» **What is expected**: In the material below, substitute "point" for every occurrence of "marker" and reproduce the lines with nothing else changed.

──────

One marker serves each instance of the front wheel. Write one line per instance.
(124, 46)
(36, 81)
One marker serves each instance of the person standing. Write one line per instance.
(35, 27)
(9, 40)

──────

» **Response to this task**:
One point serves each instance of the front wheel. Write one line per instance.
(124, 46)
(36, 81)
One point serves each instance of the person standing. Write one line per instance.
(35, 27)
(9, 40)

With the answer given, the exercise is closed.